(Box-labeled dataset extracts)
-----

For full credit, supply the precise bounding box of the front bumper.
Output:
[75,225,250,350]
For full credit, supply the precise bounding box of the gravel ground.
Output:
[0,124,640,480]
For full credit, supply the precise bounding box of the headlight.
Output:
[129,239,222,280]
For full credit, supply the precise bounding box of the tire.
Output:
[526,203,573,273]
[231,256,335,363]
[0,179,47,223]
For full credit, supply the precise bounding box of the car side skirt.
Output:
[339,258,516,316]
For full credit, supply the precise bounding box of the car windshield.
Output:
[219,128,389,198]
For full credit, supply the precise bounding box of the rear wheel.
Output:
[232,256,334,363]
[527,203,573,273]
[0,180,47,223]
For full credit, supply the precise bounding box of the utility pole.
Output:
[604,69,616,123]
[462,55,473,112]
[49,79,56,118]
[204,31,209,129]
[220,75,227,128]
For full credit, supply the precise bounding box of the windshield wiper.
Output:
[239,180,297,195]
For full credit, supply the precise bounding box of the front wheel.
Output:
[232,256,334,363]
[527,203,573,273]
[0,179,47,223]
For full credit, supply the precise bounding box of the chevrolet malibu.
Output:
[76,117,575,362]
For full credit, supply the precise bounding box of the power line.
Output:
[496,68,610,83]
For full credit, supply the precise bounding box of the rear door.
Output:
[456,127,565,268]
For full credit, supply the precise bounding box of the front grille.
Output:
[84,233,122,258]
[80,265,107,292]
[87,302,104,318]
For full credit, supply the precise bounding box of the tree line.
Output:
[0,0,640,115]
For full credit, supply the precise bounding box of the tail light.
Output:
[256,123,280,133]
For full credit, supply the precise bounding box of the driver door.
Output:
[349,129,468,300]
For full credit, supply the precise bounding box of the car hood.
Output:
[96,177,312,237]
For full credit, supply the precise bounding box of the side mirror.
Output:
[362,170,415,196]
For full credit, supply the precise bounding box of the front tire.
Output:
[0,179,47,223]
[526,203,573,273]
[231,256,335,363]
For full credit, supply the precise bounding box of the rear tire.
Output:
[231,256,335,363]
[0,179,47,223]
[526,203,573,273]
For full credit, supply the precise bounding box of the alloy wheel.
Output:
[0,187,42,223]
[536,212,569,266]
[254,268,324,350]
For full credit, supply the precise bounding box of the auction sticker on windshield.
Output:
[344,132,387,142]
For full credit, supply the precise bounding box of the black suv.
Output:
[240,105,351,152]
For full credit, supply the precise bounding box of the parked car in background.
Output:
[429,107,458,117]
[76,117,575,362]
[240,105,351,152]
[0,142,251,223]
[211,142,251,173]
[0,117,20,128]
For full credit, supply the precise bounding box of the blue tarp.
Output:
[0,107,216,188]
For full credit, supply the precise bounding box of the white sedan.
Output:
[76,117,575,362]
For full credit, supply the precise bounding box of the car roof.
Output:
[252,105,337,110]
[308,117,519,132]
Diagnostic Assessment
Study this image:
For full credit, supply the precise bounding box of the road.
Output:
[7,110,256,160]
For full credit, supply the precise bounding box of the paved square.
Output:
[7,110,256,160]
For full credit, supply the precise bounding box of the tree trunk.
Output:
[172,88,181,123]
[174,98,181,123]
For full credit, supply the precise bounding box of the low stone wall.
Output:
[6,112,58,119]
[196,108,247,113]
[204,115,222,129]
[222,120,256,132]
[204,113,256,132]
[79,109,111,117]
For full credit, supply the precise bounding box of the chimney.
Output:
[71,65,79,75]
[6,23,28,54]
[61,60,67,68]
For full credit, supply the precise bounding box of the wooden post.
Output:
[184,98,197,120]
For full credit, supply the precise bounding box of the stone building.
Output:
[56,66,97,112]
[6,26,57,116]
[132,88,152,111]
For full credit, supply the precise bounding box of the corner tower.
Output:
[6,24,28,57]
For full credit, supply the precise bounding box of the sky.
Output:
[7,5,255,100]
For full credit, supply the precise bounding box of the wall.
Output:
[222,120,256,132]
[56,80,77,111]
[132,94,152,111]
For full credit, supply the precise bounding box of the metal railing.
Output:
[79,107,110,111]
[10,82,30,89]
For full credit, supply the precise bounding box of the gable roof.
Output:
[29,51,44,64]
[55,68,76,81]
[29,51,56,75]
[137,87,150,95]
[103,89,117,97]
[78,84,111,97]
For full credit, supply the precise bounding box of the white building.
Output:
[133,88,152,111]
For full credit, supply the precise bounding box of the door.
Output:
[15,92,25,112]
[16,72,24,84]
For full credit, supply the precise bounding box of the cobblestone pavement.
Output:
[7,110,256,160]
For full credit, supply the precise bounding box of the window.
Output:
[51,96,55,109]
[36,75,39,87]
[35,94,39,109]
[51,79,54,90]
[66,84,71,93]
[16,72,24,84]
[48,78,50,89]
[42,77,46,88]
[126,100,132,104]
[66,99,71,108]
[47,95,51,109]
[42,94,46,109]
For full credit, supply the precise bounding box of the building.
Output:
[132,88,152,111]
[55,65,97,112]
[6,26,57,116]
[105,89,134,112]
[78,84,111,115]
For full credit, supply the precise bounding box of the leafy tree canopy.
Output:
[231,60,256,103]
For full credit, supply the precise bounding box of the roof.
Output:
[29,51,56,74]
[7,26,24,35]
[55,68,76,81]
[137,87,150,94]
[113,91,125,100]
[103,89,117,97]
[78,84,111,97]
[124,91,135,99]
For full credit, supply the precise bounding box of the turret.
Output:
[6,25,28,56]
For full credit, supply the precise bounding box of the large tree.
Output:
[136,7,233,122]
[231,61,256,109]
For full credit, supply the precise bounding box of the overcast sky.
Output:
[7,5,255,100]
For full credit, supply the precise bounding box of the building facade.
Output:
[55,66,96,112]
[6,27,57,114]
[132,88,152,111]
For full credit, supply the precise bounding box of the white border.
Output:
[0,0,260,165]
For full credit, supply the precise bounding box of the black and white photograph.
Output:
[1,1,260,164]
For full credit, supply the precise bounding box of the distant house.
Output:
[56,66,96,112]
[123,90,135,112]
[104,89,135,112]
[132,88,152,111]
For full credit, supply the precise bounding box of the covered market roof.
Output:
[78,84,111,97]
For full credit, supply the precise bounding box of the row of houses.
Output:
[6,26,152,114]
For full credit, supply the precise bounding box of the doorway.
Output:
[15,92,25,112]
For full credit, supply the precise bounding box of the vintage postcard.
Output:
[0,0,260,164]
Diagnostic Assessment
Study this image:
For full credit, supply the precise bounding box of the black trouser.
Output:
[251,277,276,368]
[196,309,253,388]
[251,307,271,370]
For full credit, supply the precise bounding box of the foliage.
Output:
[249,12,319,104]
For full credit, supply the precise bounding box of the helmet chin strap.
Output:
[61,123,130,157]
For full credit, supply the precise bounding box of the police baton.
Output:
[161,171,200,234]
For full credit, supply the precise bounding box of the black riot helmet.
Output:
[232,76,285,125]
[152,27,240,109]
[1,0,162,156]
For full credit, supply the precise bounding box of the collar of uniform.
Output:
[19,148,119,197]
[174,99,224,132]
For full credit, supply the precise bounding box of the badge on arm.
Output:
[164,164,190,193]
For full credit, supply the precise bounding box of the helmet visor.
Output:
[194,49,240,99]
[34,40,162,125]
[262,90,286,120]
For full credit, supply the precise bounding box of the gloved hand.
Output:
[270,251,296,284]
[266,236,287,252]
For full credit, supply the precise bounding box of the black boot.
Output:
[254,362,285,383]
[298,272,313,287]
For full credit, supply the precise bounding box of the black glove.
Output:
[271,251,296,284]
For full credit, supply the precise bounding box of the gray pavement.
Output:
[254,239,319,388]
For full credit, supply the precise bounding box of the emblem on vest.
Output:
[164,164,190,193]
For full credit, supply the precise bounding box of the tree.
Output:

-----

### INSTRUCTION
Reproduce every line of the listing above without any changes.

### SOLUTION TO THIS TASK
For full credit, supply the precise bounding box of the front bumper.
Output:
[75,225,250,350]
For full credit, supply the precise bounding box of the gravel ground.
Output:
[0,124,640,480]
For full credit, supply the precise bounding box of the headlight.
Output:
[129,239,222,280]
For full credit, supply the precise bounding box of the tire.
Output:
[526,203,573,273]
[231,256,335,363]
[0,179,47,223]
For full credit, supply the precise bounding box of the car side skirt.
Output:
[339,258,516,316]
For full credit, supply the precise bounding box of the car windshield.
Output:
[219,128,389,198]
For full credit, supply the precise bounding box of the rear wheel.
Output:
[232,256,334,363]
[527,203,573,273]
[0,180,47,223]
For full credit, supply the precise bounding box of the utility pole.
Output:
[604,69,616,123]
[462,55,473,112]
[49,79,56,118]
[204,31,209,129]
[220,75,227,128]
For full credit, supply the precise bounding box of the windshield wiper.
Output:
[239,180,297,195]
For full credit, supply the precise bounding box of the front wheel.
Output:
[232,256,334,363]
[527,203,573,273]
[0,179,47,223]
For full credit, supply the precise bounding box of the chevrolet malibu.
Output:
[76,117,575,362]
For full credit, supply the precise bounding box of the power line.
Output:
[496,68,610,83]
For full credit, supply the precise bounding box of the rear door.
Output:
[456,127,565,268]
For full credit, supply the precise bounding box of the front grille.
Output:
[84,233,122,258]
[80,265,107,292]
[87,302,104,318]
For full credit, supply the precise bounding box of the tree line.
Output:
[0,0,640,115]
For full credit, supply the precise bounding box of the tail light.
Output:
[256,123,280,133]
For full credit, supply the precise bounding box of the driver door.
Output:
[349,129,468,300]
For full credit, supply the precise bounding box of the car hood.
Output:
[96,177,312,237]
For full credit, supply the precise bounding box of the side mirror.
Output:
[362,170,415,196]
For full credit, supply the precise bounding box of the front tire.
Output:
[0,179,47,223]
[526,203,573,273]
[231,256,335,363]
For full credit, supply the precise bounding box of the rear tire.
Output:
[231,256,335,363]
[0,179,47,223]
[526,203,573,273]
For full credit, supply the precise bounding box of the alloy wheel.
Output:
[0,187,42,223]
[536,212,569,266]
[254,268,324,350]
For full credit, supply the precise bounding box of the auction sticker on windshield.
Output:
[344,132,387,142]
For full credit, supply the precise bounding box of the black suv.
Output:
[240,105,351,152]
For full credit, supply the precise bounding box of the parked car in background.
Output:
[429,107,458,117]
[76,117,575,362]
[240,105,351,152]
[0,142,251,223]
[211,142,251,173]
[0,117,20,128]
For full credit, supply the precise bounding box of the blue tarp.
Output:
[0,107,216,188]
For full credit, supply the precise bounding box of the white sedan.
Output:
[76,117,575,362]
For full credit, supply the precise bounding box of the car roof.
Output:
[252,105,337,110]
[308,117,519,132]
Diagnostic Assessment
Study this image:
For full credit, supply the precise bounding box of the road.
Output:
[7,110,256,160]
For full credit, supply the precise bounding box of the paved square.
Output:
[7,110,256,160]
For full credit, supply the precise bounding box of the tree trunk.
Output:
[172,88,181,123]
[174,98,181,123]
For full credit, supply the precise bounding box of the low stone wall.
Output:
[6,112,58,119]
[196,108,247,113]
[204,115,222,129]
[222,120,256,132]
[204,113,256,132]
[79,109,111,117]
For full credit, supply the precise bounding box of the chimney.
Output:
[71,65,79,75]
[6,23,28,54]
[61,60,67,68]
For full credit, supply the precise bounding box of the wooden post.
Output:
[184,98,197,120]
For full credit, supply the precise bounding box of the stone building.
Output:
[56,66,97,112]
[6,26,57,116]
[132,88,152,111]
For full credit, supply the precise bounding box of the corner tower.
Output:
[6,24,28,57]
For full credit, supply the precise bounding box of the sky.
Output:
[7,5,255,100]
For full credit, supply the precise bounding box of the wall.
Output:
[222,120,256,132]
[56,80,77,111]
[132,94,152,111]
For full credit, supply the precise bounding box of the metal railing.
Output:
[79,107,110,111]
[10,82,30,89]
For full credit, supply the precise bounding box of the gable roof.
Output:
[29,51,44,64]
[55,68,76,81]
[29,51,56,75]
[137,87,150,95]
[103,89,117,97]
[78,84,111,97]
For full credit, supply the precise bounding box of the white building.
Output:
[133,88,152,111]
For full credit, supply the precise bounding box of the door.
Output:
[15,92,25,112]
[16,72,24,84]
For full credit, supply the precise bounding box of the cobblestone pavement.
Output:
[7,110,256,160]
For full credit, supply the precise bounding box of the window.
Output:
[51,96,55,109]
[36,75,39,87]
[35,94,39,109]
[51,79,54,90]
[66,84,71,93]
[16,72,24,84]
[48,78,50,89]
[42,77,46,88]
[126,100,132,104]
[66,99,71,108]
[47,95,51,109]
[42,94,46,109]
For full credit, supply the precise bounding box of the building.
Output:
[132,88,152,111]
[55,65,97,112]
[6,26,57,116]
[105,89,134,112]
[78,84,111,115]
For full credit, supply the precise bounding box of the leafy tree canopy.
Output:
[231,60,256,103]
For full credit, supply the precise bounding box of the roof.
Output:
[29,51,56,74]
[7,26,24,35]
[55,68,76,81]
[137,87,150,94]
[113,91,125,100]
[103,89,117,97]
[78,84,111,97]
[124,91,135,99]
For full credit, supply the precise bounding box of the turret.
Output:
[6,25,28,56]
For full credit, supply the precise bounding box of the large tree.
Output:
[136,7,233,122]
[231,61,256,109]
For full credit, supply the precise bounding box of the overcast sky.
Output:
[7,5,255,100]
For full credit, supply the precise bounding box of the building facade.
Output:
[55,66,96,112]
[6,27,57,114]
[132,88,152,111]
For full credit, supply the precise bounding box of the white border.
Output:
[0,0,260,165]
For full credit, supply the precise bounding box of the black and white photograph.
Output:
[1,1,260,164]
For full credit, supply the precise bounding box of the distant house.
Output:
[56,66,96,112]
[123,90,135,112]
[104,89,135,112]
[132,88,152,111]
For full credit, supply the precise bounding box of the covered market roof.
Output:
[78,84,111,97]
For full credit, supply the precise bounding box of the row of houses.
Output:
[6,26,152,114]
For full credit, supply the precise bounding box of the doorway.
Output:
[15,92,25,112]
For full credit, supply the precise bounding box of the vintage postcard.
Output:
[0,0,260,164]
Diagnostic Assessment
Study this image:
For full credit, supply the precise bounding box of the black trouser.
Output:
[251,277,276,368]
[196,309,253,388]
[251,307,271,370]
For full credit, supply the precise bounding box of the foliage.
Output:
[249,12,319,104]
For full credit, supply the precise bounding box of the helmet chin strap.
Output:
[61,123,130,157]
For full credit, supply the precise bounding box of the police baton.
Output:
[161,171,200,234]
For full credit, supply the precise bounding box of the black riot helmet.
Output:
[232,76,285,125]
[152,27,240,109]
[1,0,162,156]
For full credit, supply the precise bounding box of the collar of uniform.
Output:
[19,148,119,197]
[174,99,224,132]
For full credit, supply the precise bounding box of the badge on arm.
Output:
[164,164,190,193]
For full credit, supply the precise bounding box of the helmet visor.
Output:
[194,49,240,99]
[34,40,162,125]
[262,90,286,120]
For full credit, supply the precise bounding box of the gloved hand.
Output:
[270,251,296,284]
[266,236,287,252]
For full credit, supply the precise bounding box of the black boot.
Output:
[254,362,285,383]
[298,272,313,287]
For full credit, supply the precise bounding box of the black glove.
Output:
[271,251,296,284]
For full credit, supply the precise bounding box of the gray pavement.
Output:
[254,239,319,388]
For full credit, supply the precise bounding box of the emblem on vest.
Output:
[164,164,190,193]
For full credit, supply the precise bounding box of the tree.
Output:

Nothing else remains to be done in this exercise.